**YOUR INSTRUCTIONS:** Transcribe word for word the lines spanning the line with "Could there be any dirt ground" through the end of the records.

**DATA FOR THE TASK:**

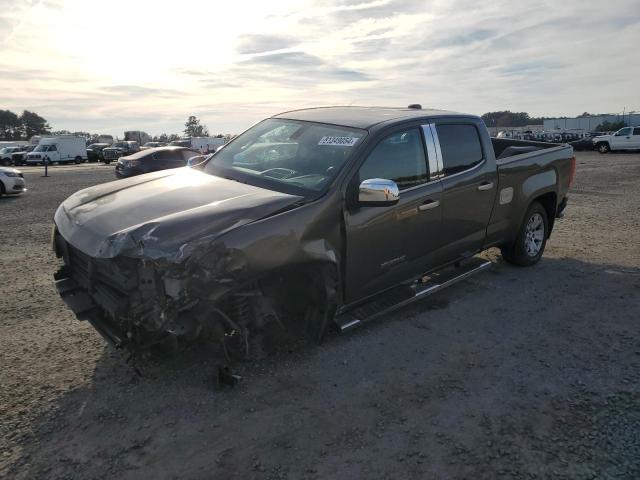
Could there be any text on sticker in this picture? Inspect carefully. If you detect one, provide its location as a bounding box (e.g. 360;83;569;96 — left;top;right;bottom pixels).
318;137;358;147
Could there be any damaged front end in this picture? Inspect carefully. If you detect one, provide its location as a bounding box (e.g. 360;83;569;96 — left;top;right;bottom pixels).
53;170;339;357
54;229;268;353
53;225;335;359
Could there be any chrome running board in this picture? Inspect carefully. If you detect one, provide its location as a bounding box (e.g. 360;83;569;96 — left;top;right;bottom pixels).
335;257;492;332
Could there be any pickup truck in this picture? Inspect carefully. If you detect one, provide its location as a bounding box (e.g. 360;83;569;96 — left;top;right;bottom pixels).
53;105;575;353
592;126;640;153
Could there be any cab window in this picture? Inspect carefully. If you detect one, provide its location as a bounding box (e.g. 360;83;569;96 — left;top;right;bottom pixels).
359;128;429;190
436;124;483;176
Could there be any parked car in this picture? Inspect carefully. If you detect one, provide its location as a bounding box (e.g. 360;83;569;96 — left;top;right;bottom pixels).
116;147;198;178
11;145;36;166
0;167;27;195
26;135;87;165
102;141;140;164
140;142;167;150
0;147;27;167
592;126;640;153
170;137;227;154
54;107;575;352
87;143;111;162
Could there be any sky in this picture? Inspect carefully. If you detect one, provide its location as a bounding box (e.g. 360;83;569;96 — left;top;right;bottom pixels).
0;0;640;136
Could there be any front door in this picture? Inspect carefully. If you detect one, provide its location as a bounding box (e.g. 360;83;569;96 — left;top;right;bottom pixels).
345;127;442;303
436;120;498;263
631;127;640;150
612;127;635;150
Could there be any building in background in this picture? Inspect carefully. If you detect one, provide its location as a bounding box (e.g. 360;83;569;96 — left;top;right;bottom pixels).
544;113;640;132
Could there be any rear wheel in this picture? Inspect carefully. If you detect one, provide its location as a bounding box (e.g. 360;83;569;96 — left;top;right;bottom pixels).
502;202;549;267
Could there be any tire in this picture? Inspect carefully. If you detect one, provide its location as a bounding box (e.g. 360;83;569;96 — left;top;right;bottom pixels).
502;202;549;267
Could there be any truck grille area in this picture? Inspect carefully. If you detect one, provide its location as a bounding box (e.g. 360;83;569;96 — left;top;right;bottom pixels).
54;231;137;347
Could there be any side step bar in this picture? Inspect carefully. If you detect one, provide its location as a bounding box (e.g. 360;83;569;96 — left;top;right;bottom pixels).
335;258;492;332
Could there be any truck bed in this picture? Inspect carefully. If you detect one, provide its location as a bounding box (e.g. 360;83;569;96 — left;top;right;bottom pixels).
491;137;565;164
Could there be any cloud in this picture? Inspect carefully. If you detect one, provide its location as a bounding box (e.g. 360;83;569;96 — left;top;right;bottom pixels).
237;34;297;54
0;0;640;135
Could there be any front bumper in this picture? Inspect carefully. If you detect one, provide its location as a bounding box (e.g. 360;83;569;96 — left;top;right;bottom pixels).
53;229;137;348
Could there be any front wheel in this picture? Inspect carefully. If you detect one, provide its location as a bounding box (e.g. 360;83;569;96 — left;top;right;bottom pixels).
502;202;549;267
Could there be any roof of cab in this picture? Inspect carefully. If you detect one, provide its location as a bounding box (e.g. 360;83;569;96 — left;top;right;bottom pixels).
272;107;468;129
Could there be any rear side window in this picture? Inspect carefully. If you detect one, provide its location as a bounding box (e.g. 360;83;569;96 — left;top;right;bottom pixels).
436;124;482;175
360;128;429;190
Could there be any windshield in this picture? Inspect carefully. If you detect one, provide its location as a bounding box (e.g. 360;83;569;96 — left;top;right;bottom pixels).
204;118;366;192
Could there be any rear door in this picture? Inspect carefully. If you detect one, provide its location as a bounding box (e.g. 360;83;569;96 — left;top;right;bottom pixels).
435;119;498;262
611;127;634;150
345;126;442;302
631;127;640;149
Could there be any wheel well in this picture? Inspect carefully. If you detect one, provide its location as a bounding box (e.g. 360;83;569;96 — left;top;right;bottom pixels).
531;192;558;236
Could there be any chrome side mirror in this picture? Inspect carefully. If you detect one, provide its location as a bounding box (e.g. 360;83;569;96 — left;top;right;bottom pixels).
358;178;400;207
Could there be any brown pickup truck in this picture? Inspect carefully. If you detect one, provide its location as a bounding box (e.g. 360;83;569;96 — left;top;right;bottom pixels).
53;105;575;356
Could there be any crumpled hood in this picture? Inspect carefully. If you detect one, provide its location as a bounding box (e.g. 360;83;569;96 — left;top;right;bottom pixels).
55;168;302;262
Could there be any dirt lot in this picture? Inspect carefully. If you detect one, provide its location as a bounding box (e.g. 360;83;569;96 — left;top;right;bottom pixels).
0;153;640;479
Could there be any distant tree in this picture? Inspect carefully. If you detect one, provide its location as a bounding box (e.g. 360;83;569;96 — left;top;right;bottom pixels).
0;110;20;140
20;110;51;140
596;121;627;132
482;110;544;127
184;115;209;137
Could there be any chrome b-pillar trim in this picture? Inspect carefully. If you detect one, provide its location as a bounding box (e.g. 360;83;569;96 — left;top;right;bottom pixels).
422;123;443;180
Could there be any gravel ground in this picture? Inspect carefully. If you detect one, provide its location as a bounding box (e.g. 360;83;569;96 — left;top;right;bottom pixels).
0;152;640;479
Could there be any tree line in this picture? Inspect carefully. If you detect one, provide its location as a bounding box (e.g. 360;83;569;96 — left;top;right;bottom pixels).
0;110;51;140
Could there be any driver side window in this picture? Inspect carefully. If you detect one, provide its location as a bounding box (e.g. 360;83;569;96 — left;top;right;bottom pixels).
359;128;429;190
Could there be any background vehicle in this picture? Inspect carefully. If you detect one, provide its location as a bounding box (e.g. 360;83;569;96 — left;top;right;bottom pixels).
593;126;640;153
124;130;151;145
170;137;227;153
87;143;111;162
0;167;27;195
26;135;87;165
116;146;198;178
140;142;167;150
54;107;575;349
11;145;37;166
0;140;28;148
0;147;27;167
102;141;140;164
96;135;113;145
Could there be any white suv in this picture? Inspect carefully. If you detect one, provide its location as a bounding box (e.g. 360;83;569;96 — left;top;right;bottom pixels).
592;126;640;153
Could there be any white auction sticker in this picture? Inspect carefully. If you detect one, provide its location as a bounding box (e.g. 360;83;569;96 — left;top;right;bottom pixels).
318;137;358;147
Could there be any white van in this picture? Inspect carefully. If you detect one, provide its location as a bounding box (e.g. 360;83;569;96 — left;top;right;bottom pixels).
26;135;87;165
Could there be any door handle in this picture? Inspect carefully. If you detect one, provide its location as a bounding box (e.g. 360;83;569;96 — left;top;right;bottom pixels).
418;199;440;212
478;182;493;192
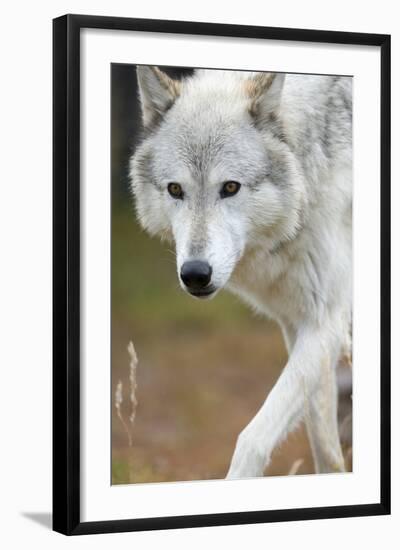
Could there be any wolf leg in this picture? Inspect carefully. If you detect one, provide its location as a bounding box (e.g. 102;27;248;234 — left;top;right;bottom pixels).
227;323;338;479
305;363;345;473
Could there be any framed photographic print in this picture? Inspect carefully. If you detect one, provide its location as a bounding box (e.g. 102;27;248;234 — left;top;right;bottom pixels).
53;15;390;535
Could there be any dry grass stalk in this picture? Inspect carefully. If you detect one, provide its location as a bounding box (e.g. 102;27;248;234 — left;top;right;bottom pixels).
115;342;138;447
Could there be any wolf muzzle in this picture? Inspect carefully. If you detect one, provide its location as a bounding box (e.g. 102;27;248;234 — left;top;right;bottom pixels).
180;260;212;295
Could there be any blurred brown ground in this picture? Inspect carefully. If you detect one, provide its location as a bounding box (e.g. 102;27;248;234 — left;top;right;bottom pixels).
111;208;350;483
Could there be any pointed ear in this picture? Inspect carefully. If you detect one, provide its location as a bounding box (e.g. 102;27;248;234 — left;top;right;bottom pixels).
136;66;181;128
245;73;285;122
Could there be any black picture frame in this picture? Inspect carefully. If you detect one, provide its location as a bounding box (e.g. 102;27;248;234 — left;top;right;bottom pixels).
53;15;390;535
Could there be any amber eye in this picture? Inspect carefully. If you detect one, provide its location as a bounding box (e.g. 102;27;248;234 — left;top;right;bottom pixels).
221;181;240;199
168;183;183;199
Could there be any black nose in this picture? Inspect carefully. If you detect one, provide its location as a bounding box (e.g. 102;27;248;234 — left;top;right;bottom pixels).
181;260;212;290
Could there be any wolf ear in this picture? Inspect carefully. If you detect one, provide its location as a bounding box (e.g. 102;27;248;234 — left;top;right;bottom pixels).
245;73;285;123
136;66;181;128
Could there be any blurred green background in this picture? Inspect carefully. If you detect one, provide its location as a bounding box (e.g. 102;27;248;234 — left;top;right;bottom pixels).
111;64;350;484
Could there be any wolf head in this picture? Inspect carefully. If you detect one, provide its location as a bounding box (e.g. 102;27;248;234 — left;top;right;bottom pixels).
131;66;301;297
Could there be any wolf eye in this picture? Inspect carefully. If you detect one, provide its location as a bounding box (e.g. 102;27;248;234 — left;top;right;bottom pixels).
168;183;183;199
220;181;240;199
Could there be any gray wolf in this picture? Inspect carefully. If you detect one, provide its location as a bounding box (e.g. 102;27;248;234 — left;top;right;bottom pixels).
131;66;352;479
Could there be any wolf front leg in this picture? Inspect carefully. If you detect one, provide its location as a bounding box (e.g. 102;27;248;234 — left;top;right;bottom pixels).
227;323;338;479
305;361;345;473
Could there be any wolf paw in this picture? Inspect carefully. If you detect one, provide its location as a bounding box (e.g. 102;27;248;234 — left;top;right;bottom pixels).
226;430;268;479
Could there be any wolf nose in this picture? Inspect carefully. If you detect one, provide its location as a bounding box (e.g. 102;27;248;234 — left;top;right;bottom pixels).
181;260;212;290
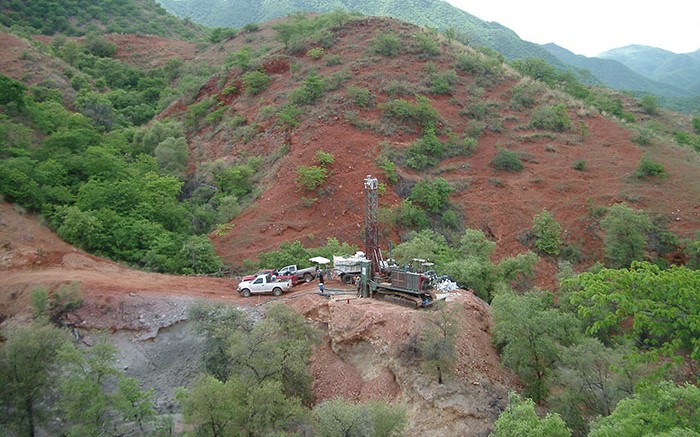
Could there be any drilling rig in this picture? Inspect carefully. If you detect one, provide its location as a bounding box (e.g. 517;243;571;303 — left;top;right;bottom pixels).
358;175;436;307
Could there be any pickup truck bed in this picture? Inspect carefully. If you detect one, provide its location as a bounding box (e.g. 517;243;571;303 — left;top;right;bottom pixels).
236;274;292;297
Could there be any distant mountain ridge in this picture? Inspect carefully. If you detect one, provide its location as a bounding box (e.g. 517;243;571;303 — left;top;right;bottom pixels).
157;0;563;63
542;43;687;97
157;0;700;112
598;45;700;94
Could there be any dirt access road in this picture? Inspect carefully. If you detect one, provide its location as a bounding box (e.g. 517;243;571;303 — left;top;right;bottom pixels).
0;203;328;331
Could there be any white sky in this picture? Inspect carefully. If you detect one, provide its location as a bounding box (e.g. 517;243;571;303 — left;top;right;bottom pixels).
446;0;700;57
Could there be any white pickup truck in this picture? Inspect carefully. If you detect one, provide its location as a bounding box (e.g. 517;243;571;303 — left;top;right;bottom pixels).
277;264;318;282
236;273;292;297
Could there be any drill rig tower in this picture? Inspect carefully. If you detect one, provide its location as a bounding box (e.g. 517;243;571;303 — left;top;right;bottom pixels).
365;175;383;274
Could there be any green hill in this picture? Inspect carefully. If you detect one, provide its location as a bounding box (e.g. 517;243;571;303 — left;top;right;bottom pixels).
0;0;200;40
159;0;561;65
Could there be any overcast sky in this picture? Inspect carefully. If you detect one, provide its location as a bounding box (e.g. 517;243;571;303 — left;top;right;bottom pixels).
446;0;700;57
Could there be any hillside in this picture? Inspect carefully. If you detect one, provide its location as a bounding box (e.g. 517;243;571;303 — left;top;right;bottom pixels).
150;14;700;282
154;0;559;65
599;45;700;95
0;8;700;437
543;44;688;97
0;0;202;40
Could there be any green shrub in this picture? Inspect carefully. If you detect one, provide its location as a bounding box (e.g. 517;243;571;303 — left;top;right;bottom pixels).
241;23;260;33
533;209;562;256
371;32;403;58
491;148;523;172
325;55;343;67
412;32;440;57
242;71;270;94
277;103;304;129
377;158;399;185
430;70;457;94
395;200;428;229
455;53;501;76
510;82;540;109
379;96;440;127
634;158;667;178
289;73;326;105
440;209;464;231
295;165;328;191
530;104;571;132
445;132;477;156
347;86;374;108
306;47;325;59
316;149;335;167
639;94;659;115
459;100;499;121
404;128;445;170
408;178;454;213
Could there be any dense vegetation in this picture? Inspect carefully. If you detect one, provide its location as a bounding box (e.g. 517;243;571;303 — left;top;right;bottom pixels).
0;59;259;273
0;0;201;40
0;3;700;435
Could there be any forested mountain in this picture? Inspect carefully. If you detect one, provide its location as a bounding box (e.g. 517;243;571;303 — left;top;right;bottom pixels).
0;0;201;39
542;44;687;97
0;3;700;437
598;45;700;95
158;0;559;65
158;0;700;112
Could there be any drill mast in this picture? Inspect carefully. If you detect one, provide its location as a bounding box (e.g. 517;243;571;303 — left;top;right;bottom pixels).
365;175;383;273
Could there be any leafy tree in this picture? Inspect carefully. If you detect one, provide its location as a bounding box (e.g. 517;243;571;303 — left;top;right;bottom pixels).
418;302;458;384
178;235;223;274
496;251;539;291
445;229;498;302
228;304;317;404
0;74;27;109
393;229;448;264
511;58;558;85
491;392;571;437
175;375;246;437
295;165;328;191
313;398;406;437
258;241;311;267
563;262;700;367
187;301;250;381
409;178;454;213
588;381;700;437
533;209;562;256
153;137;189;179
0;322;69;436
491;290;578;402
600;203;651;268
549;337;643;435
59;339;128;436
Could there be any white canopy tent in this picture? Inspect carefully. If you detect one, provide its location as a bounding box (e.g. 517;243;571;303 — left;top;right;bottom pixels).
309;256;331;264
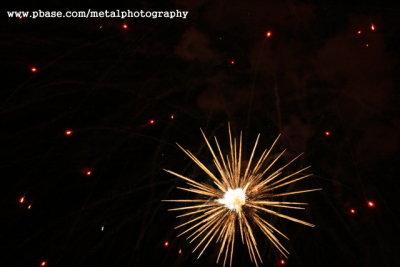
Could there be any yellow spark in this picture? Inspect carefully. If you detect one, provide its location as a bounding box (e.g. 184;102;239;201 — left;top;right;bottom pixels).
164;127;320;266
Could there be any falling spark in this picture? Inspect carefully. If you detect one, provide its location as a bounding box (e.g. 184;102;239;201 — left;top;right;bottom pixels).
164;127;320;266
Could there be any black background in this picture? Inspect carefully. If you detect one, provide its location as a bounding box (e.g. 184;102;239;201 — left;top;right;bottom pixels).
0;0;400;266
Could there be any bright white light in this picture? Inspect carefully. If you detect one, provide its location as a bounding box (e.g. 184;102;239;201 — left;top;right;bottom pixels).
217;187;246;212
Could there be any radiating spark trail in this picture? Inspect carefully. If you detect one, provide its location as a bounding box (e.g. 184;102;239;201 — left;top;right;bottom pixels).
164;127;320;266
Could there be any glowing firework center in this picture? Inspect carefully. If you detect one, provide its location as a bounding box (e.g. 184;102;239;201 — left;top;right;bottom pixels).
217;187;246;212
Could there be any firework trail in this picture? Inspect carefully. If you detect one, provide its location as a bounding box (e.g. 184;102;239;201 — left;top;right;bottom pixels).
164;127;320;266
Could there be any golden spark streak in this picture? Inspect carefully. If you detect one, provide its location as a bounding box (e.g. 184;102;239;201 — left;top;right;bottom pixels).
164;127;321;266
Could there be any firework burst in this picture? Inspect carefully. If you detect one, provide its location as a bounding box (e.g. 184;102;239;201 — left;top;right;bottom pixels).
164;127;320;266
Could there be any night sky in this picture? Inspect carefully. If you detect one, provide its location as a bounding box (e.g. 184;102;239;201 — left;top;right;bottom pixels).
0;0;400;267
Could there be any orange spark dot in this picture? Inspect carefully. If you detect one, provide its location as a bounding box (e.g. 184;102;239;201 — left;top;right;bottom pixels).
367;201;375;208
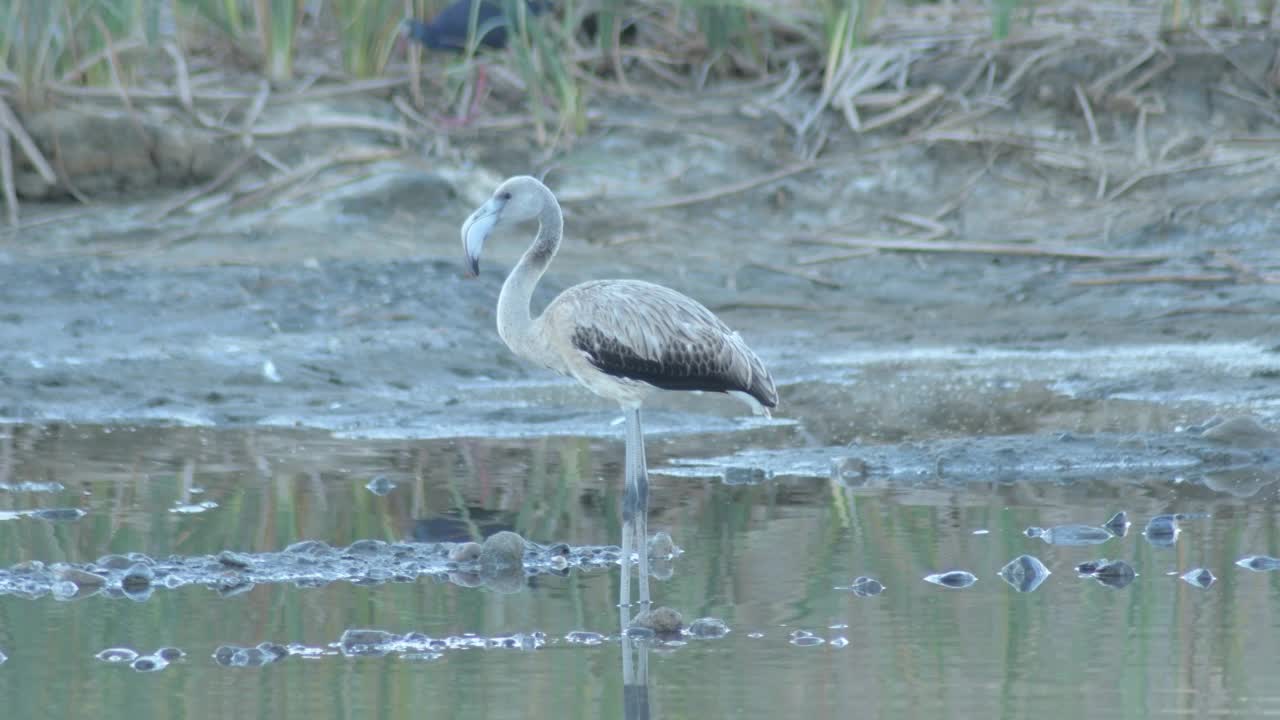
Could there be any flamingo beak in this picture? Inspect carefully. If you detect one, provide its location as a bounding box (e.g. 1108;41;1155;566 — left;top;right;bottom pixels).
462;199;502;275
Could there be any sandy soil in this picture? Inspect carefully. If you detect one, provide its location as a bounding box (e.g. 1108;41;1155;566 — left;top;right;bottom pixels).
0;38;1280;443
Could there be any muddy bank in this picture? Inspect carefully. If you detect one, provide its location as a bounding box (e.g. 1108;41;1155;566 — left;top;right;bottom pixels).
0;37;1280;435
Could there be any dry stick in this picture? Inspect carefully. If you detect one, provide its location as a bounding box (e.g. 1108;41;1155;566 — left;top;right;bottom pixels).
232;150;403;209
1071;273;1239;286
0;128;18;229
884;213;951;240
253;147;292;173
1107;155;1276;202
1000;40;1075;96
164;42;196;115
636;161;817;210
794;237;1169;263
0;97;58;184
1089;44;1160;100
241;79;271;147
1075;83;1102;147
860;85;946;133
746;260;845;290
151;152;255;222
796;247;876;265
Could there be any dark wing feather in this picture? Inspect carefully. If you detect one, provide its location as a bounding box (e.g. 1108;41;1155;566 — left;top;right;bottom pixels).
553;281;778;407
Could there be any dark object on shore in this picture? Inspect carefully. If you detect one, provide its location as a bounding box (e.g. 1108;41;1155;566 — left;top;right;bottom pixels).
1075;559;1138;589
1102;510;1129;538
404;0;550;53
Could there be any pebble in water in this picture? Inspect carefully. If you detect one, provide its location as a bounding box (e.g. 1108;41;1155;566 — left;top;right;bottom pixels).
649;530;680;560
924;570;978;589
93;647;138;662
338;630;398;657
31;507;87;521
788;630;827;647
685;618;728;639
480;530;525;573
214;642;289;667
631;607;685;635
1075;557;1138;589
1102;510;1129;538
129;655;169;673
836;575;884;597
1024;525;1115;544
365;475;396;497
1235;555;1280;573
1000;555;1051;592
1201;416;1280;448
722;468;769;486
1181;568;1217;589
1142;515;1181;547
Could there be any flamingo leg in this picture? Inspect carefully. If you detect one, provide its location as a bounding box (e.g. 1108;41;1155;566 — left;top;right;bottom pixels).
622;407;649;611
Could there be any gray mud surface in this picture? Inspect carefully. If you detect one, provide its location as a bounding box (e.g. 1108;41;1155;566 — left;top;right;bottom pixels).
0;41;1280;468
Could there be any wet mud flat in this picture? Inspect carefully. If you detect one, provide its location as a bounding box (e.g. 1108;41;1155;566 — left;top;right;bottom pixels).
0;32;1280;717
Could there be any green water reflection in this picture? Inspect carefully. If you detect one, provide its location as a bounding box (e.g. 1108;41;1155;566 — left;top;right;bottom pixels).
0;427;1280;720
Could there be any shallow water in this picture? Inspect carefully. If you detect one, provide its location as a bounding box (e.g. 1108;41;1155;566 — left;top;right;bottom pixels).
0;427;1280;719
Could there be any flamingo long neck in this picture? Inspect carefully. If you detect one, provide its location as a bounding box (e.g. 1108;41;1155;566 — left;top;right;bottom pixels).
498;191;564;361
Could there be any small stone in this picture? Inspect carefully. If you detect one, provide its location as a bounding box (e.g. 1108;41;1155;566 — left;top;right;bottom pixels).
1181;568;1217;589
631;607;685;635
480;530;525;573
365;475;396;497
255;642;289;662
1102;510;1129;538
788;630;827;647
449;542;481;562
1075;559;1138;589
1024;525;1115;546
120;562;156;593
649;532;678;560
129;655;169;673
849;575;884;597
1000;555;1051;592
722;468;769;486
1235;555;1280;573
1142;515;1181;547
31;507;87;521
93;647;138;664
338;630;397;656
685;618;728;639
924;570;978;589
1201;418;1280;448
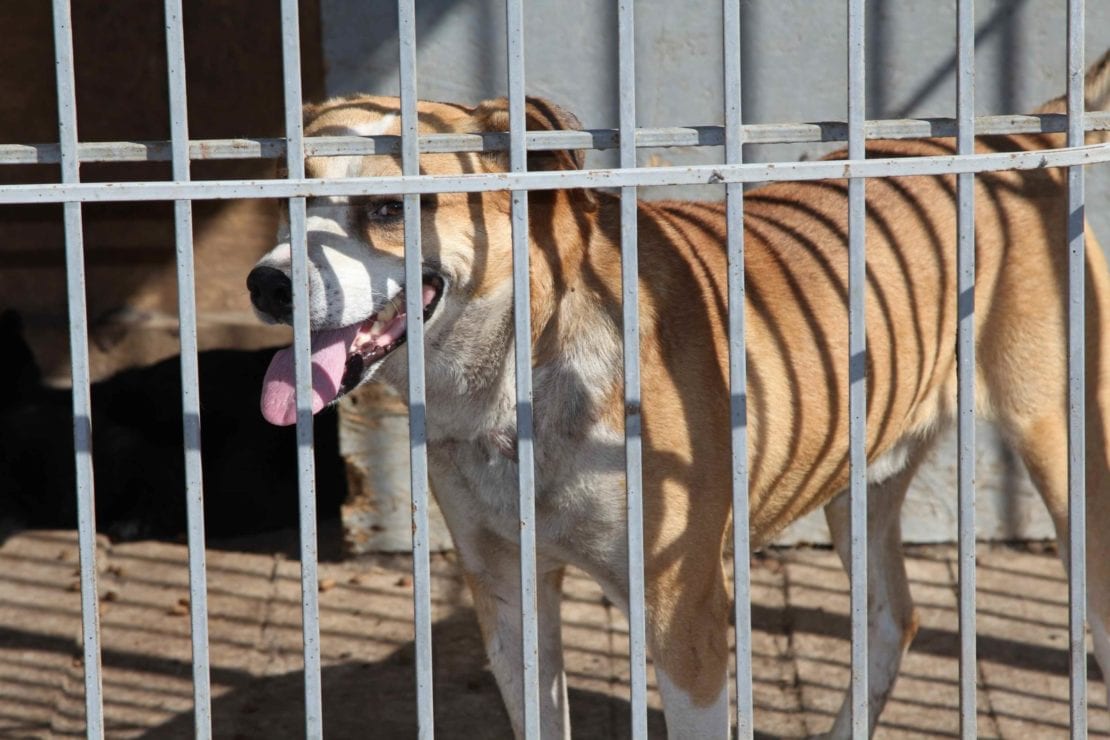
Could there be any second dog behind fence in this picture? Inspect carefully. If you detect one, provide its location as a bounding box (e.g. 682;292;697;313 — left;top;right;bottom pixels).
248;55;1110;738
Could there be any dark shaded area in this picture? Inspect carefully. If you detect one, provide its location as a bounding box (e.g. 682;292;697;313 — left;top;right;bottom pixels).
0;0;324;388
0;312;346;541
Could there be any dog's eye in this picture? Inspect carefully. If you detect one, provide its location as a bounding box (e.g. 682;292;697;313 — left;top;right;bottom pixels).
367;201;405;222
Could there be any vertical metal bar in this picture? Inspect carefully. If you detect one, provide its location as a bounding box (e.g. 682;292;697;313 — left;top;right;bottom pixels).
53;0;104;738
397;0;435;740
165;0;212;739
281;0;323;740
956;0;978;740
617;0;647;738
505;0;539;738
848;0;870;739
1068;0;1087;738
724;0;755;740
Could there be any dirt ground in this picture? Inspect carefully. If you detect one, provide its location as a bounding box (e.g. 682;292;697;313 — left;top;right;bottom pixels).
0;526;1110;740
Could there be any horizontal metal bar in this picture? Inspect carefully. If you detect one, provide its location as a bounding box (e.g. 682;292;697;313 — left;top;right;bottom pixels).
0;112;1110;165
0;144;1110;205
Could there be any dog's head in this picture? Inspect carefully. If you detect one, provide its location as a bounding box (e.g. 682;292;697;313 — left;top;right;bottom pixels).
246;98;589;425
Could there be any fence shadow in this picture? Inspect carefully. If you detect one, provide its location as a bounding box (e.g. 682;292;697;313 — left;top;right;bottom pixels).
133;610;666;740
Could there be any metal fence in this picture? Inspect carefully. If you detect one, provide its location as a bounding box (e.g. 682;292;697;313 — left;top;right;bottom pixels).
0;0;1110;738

**RESULT FOR THIS EXERCISE:**
Could there be any dirt ground in this picture? Inspect carefully. If you detect one, provide its location as a bounding box (e.g. 682;292;697;313 — left;top;right;bottom pixels).
0;526;1110;740
Could there be any horizontal metal bar in this picture? Inspect carefully. If you detect one, provide its location as a bounding box (e.g. 682;292;697;313 — left;top;right;bottom pixels).
0;112;1110;165
0;144;1110;205
Could there be any dog's head in this picture? Inspect carefully. If you detect one, provide its location as a bounding box (e.g. 682;292;697;313 — left;top;right;bottom pixels).
246;98;589;425
Could there be any fence shadow in this picture? Inspect carefully. If you detect one, provide its location as a bounding box (e.g. 682;292;697;313 — left;top;right;bottom pixels).
133;610;666;740
Could there be any metal fence in this picture? Inspect carefully. If you detect one, provide its location as a bounding box (e.g. 682;292;697;313 — left;top;right;bottom pixels).
0;0;1110;738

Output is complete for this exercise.